課題一覧
1 - 下記の引用文によれば、ブッシュ米大統領が「企業改革法(サーベンス・オクスリー法)」案に署名して同法を成立させたのは、何を受けてのことですか。一文から三文で説明してください。
2 - 下記の引用文について、次の問いに答えてください。
(a) ブッシュ米大統領が「企業改革法」案に署名したのは何月何日ですか。
(b) グリーンスパンは議会証言で、経営者を批判する際にどのような表現を用いましたか。
(c) 大恐慌時のアメリカで証券取引法と証券取引所法が成立したのは何年ですか。
3 - 下記の引用文のうち、「「もう世俗的な富を集積するのに」で始まる段落を、主要な事実を保ったまま箇条書きで簡潔にまとめてください。

引用文
○ ○ ○ ○

「富の再配分」をどう社会に組み込むか?

執筆者:喜文康隆2002年9月号

「もう世俗的な富を集積するのに終止符をうって、それよりもっと真剣な、またもっと困難な仕事である賢明な分配に専心する決意をしたのである」(アンドリュー・カーネギー自伝)     * 資本主義の危機に直面すると、アメリカはこの危機からの脱却を全てに優先させる。 ブッシュ米大統領は七月三十日、不正会計の多発を受けて米上下両院が可決した「企業改革法(サーベンス・オクスリー法)」案に署名し、同法を成立させた。監査法人への監視の強化や証券詐欺の罰則強化などを盛り込んだこの「企業改革法」は、大恐慌時のアメリカが一九三三年、三四年に成立させ、今日に至るまで米国資本主義の根幹を成している証券取引法、証券取引所法に匹敵する重みを持つ。 七月十六、十七日に米上下両院で行なった議会証言で、FRB(米連邦準備制度理事会)議長のグリーンスパンは、エンロン、ワールドコム、タイコなど一連の企業スキャンダルに関して、「感染性の貪欲さ」(infectious greed)という表現を使って経営者を批判した。したたかなグリーンスパンが、この「貪欲さ」は資本主義を前進させるエネルギーともなれば、同時に病ともなりうることを知らないはずはない。

○ ○ ○ ○

学習資料
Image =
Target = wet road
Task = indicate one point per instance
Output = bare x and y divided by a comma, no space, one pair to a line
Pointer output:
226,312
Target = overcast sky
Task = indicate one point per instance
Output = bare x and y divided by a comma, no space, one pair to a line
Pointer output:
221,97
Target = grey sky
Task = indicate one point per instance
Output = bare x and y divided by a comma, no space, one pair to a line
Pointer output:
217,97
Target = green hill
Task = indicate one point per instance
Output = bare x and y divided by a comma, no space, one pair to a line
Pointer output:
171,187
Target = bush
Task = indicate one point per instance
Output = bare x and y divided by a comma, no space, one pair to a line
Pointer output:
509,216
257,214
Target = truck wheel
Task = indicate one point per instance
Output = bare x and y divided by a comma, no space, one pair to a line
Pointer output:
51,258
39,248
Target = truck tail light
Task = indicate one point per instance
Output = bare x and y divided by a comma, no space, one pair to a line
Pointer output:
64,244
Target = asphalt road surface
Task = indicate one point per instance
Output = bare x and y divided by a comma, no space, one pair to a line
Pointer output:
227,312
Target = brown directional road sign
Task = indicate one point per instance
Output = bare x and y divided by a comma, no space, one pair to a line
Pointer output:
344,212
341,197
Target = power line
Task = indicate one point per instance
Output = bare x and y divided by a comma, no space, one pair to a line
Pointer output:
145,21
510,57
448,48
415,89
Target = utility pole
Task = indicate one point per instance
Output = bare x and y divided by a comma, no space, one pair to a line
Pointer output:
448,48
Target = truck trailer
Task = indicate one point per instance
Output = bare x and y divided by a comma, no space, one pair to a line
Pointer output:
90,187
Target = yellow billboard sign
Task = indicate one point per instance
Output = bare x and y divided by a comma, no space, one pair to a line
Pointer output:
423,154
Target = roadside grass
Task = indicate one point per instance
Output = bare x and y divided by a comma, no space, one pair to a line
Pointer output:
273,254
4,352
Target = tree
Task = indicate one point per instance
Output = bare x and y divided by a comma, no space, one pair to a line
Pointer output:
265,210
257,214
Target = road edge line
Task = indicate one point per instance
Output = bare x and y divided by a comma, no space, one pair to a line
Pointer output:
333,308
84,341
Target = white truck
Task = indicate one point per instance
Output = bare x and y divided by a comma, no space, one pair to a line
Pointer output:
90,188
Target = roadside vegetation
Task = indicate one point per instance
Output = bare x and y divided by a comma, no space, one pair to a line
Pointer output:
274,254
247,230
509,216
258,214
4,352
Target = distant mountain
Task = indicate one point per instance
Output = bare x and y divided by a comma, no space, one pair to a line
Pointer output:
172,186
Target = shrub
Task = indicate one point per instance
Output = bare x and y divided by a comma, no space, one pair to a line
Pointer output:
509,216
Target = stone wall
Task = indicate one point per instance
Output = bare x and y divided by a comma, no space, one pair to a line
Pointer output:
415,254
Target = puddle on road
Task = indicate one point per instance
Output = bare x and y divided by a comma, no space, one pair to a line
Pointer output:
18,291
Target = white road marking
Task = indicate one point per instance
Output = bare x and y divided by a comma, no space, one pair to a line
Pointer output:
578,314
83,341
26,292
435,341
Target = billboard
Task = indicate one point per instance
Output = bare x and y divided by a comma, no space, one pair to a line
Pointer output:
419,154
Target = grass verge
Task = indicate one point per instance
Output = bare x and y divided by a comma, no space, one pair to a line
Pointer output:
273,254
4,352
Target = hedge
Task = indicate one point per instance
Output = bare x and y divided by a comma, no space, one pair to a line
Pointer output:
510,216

○ ○ ○ ○

番号別解答
1 - 米国で不正会計が多発したことを受けて、米上下両院が同法案を可決し、ブッシュ米大統領が七月三十日にこれに署名して成立させました。

2 -
(a) 七月三十日
(b) 「感染性の貪欲さ」(infectious greed)
(c) 一九三三年と三四年

3 -
・冒頭に『アンドリュー・カーネギー自伝』から、富の集積に終止符を打ち、より困難な仕事である賢明な分配に専心する決意を述べた一節が引用されている。
・アメリカは資本主義の危機に直面すると、その危機からの脱却を全てに優先させる。
・ブッシュ米大統領は七月三十日、不正会計の多発を受けて米上下両院が可決した「企業改革法(サーベンス・オクスリー法)」案に署名し、同法を成立させた。
・同法は監査法人への監視の強化や証券詐欺の罰則強化などを盛り込んでいる。その重みは、大恐慌時の一九三三年、三四年に成立した証券取引法、証券取引所法に匹敵する。
・FRB議長のグリーンスパンは、七月十六、十七日に米上下両院で行った議会証言で、エンロン、ワールドコム、タイコなど一連の企業スキャンダルに関し、「感染性の貪欲さ」という表現で経営者を批判した。
・この「貪欲さ」は資本主義を前進させるエネルギーにも病にもなりうる。筆者は、グリーンスパンがそれを知らないはずはないと述べている。